◆ Record excerpts ◆
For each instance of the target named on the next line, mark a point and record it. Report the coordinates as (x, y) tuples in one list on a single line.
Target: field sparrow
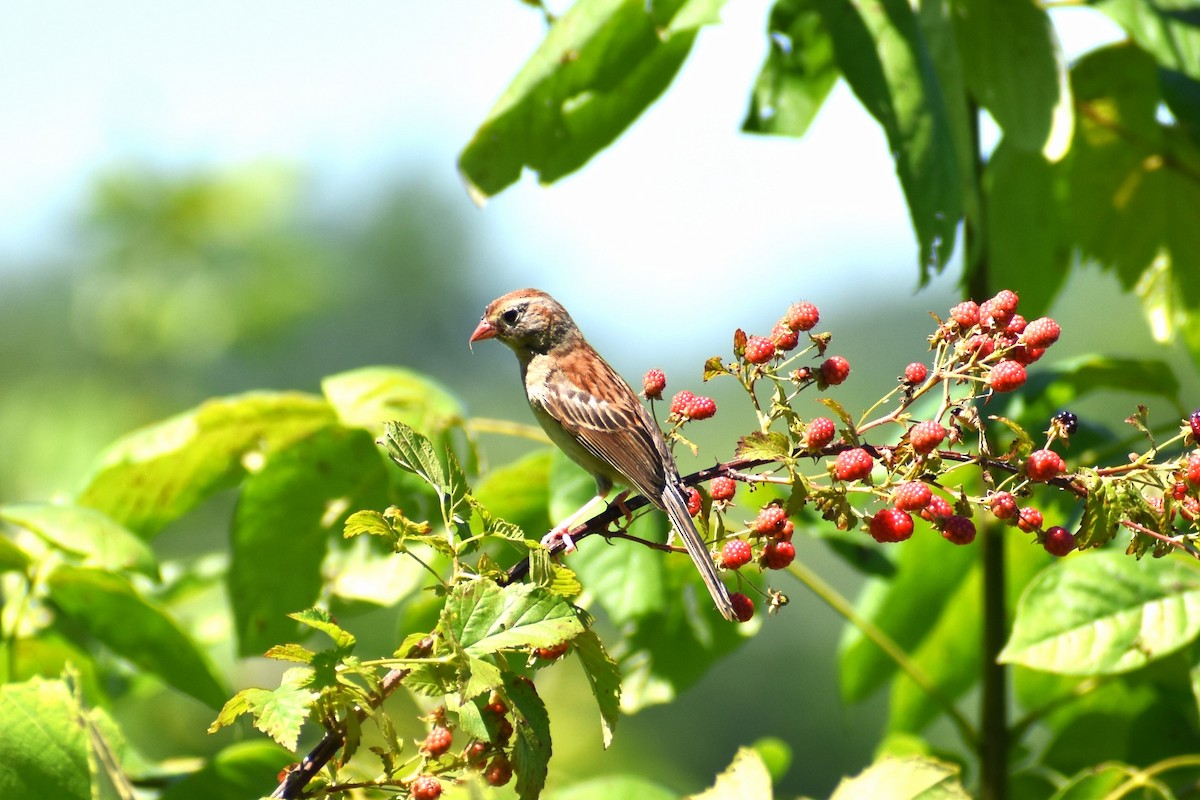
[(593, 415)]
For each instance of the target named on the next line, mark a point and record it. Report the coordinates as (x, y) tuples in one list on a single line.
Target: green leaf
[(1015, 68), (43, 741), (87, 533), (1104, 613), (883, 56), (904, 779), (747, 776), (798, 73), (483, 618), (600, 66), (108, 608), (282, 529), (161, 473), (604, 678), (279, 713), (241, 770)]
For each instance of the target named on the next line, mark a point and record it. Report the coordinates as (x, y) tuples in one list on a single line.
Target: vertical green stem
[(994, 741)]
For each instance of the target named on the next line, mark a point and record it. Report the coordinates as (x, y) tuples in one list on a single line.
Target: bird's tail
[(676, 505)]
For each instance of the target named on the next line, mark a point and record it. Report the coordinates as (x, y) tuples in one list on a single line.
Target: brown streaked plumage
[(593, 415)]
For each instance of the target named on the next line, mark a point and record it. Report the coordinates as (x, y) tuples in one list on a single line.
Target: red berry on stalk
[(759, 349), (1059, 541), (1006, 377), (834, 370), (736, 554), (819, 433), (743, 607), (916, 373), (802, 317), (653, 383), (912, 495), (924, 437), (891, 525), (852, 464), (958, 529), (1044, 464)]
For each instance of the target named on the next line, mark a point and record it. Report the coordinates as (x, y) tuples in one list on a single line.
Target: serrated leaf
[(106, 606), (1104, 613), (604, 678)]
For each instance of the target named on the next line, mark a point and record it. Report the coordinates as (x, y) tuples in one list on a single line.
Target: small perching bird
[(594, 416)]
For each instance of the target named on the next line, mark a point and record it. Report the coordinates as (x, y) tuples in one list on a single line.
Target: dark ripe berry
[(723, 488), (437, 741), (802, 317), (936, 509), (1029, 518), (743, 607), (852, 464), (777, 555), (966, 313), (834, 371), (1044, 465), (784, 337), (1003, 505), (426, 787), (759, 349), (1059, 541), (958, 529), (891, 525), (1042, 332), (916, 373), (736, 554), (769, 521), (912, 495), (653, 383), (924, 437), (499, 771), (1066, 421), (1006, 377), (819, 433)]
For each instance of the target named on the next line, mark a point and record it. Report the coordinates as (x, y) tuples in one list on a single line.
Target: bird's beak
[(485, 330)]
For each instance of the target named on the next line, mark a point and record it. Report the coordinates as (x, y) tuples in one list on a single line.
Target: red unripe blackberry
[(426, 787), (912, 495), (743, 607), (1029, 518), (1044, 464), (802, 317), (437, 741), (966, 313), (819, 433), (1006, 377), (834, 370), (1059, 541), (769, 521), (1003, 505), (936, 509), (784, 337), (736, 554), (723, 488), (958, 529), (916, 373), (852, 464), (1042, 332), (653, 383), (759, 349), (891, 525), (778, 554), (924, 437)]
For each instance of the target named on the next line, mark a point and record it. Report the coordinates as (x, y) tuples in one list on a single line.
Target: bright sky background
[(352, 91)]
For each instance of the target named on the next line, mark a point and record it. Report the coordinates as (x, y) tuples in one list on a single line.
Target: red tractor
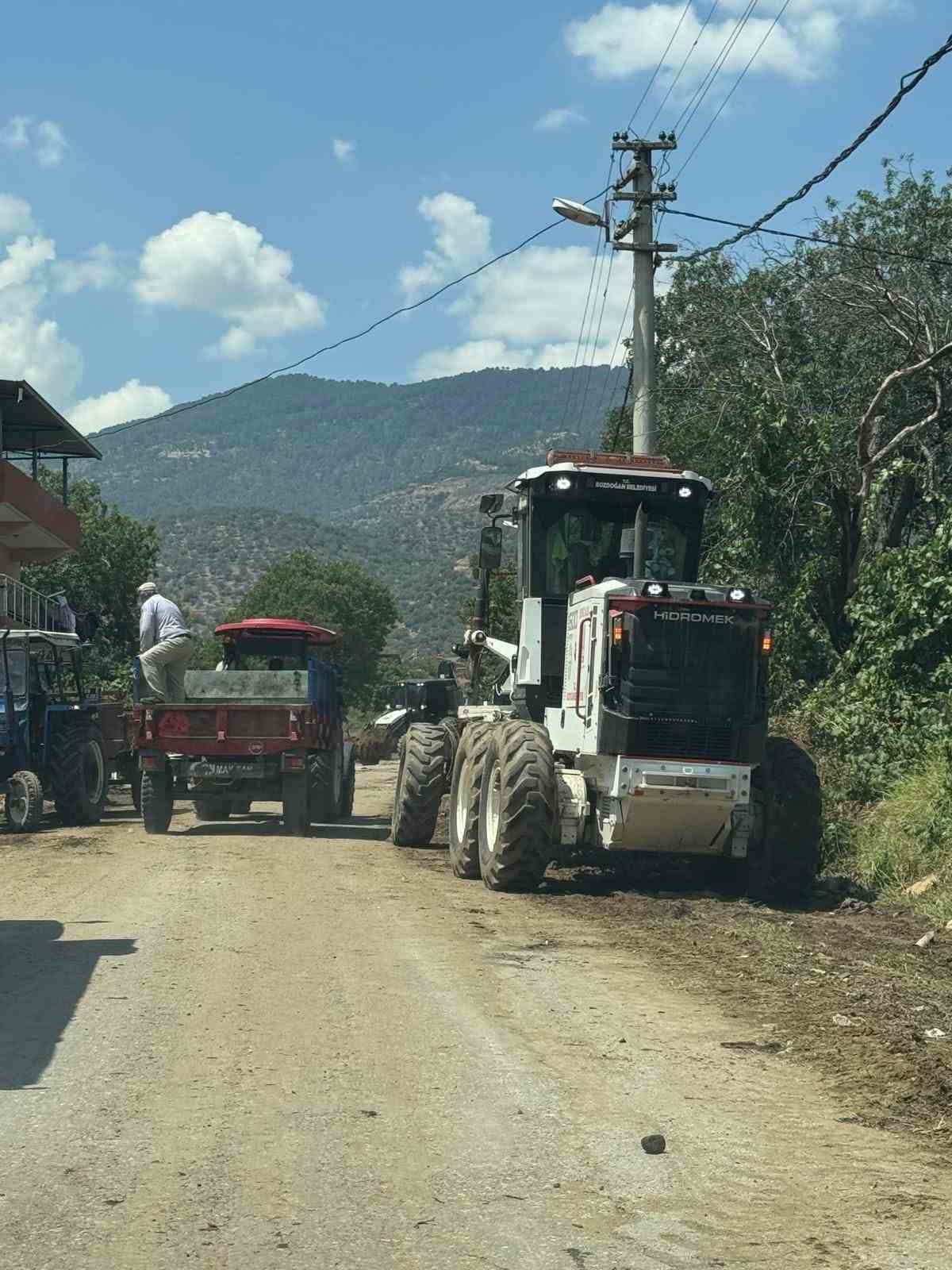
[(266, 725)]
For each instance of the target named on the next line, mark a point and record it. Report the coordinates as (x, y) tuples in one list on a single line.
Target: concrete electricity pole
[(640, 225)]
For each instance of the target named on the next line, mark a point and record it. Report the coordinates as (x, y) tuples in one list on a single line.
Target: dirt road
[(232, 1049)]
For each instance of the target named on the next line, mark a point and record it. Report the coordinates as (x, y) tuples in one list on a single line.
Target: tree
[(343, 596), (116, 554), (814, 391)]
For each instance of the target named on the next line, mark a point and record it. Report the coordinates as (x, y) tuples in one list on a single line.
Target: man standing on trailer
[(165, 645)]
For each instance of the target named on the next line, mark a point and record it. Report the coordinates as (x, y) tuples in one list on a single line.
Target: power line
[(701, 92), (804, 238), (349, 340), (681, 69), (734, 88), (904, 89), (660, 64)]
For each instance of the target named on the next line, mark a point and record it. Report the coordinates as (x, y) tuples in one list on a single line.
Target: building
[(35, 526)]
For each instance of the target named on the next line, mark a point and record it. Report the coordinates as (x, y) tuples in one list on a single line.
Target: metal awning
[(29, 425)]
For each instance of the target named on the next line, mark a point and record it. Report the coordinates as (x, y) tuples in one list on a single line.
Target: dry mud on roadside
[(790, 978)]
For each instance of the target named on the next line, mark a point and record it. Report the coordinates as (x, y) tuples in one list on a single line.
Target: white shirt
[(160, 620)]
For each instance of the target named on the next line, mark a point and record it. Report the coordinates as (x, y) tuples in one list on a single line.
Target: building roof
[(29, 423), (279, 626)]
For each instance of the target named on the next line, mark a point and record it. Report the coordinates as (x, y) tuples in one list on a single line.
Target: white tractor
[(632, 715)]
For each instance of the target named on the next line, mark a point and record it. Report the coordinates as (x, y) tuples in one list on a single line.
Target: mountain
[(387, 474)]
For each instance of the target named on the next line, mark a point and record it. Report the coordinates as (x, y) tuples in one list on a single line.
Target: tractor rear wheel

◆ Task goal ◆
What is needed is a word-for-word copy of the data above, free of any images.

◆ Answer to this task ◆
For each instance of the target named on the next line, mark a point and record it. Report the coordinates as (x, y) tuples in one list on a single line.
Target: field sparrow
[(593, 415)]
For each instance of the target named on the next line, mark a point and record it. Report the coordinates as (x, y) tuples in one list on a single line.
Target: green leaf
[(1015, 68), (43, 741), (87, 533), (1104, 613), (883, 56), (904, 779), (747, 776), (798, 73), (483, 618), (600, 66), (108, 608), (282, 529), (161, 473), (604, 678), (279, 713), (241, 770)]
For each instance of the target named on the next line, mark a point and record it. Report the coordinates as (x, y) tuples in one list on a single line.
Target: vertical green stem
[(994, 741)]
For each instance of the target named on the next line, mark a point and record it. Report the coordinates as (x, y) tuples in one list on a single line.
Target: bird's tail
[(676, 505)]
For each instance of the target named on the next line, mark a point and record it. Report the coordinates as (x, y) tuples in one list on a single line.
Target: brown streaked plumage
[(593, 415)]
For each instance of the target named on the next line, mark a point and record it. Report the coordinates as (x, y) tuples in one list on a single line.
Target: red berry on stalk
[(759, 349), (1059, 541), (1006, 377), (834, 370), (736, 554), (819, 433), (743, 607), (916, 373), (802, 317), (653, 383), (912, 495), (924, 437), (891, 525), (852, 464), (958, 529), (1044, 464)]
For each instance of the target named on the next line, mark a point and record it. Report the coordinates as (x, y) tuples in one list on a single line.
Target: serrated leaf
[(106, 606), (1104, 613), (604, 678)]
For each instance of the target named on the next line, mark a point and record it. Report the coordinates as (x, y) tuples in one list on a single line.
Target: small perching bird
[(594, 416)]
For each instance of the target named on the next line, mark a point and record it. Report the coordinates as (x, y) tuples in one list on a single line.
Target: dark ripe berry
[(723, 488), (437, 741), (802, 317), (936, 509), (1029, 518), (743, 607), (852, 464), (777, 555), (966, 313), (834, 371), (1044, 465), (784, 337), (1003, 505), (426, 787), (759, 349), (1059, 541), (958, 529), (891, 525), (1042, 332), (916, 373), (736, 554), (769, 521), (912, 495), (653, 383), (924, 437), (499, 771), (1066, 421), (1006, 377), (819, 433)]
For each instance of the target named on the next line, mark a point and record it. Report the coordinates as (x, y) tuples in one list on a single line.
Target: bird's beak
[(485, 330)]
For each instance of the target named on the next line, mark a point and record it. Report the coordinates as (x, y) tuples in one list on a single line.
Target: red unripe blackberry
[(426, 787), (912, 495), (743, 607), (1029, 518), (1044, 464), (802, 317), (437, 741), (966, 313), (819, 433), (1006, 377), (834, 370), (1059, 541), (769, 521), (1003, 505), (936, 509), (784, 337), (736, 554), (723, 488), (958, 529), (916, 373), (852, 464), (1042, 332), (653, 383), (759, 349), (891, 525), (778, 554), (924, 437)]
For each instance of the target named on the next line, mark a point and record it. Report the coordinates as (x, y) tuples in one list on a single line.
Target: bright sky background
[(352, 91)]
For each instance of the target named on the next line, mark a point and record it. Report the coordinates as (x, y) tuples in one list on a single line.
Target: red tractor
[(266, 725)]
For each instance of the target named on the next line, mark a point and record it. Report the coordinates as (x, y) tuples in one list on a single line.
Target: concrete electricity pole
[(640, 225)]
For each instance of the target named on the next line, mark a point and record it. Report the coordinates as (x, y) tuples in one list on a single line.
Target: dirt road
[(232, 1049)]
For each instance of the target named on the next line, mark a point and record it. Report the coordinates as (x, y) tuples in one list on a single line.
Target: tree
[(343, 596), (116, 554), (814, 391)]
For each instance of the target named on the next line, mark a point and record it. Report the coordinates as (x, y) tuples in one list on a single line.
Target: man standing on trailer
[(165, 645)]
For each instance of the target named on the next line, mark a point and record it. Report the coordinates as (x, y) tuples in one list on a single line.
Target: power line
[(701, 92), (804, 238), (349, 340), (681, 69), (734, 88), (904, 89), (660, 64)]
For each instance of the target named on the next line, mark a point and record it. Report the coordinates as (x, y) tuples in one list on a single line.
Target: building
[(35, 526)]
For each instance of the target named on the next line, mark a point and record it. Report the coordinates as (x, y) tuples in one list on a single line.
Target: metal awning
[(29, 425)]
For each instance of the target named on the next line, mark a point and record it. Report the coordinates as (x, y) tuples in one list on a single line.
Target: dry mud on roadside
[(790, 978)]
For each instance of the target named on the next line, mark a point and record it. Report the coordinates as (x, y) tuples in one list on a single line.
Target: white shirt
[(160, 620)]
For each instance of the target named on the next line, mark a point and record it. Report the coordinates as (x, y) tuples in one list on a single line.
Target: building roof
[(29, 423), (279, 626)]
For each instance of the target named on the next line, mark a point and record it. Report the coordinates as (x, y) tuples in one list on a single line.
Target: white tractor
[(632, 715)]
For each instance of the target named on the next line, mark a point and record it. Report the coordinates as (x, y) tuples in one list on a single line.
Target: mountain
[(387, 474)]
For each instance of the target named on the next line, mark a point and record it. Report the coordinates as (x, y) tuples in one list on a single line.
Target: tractor rear wheel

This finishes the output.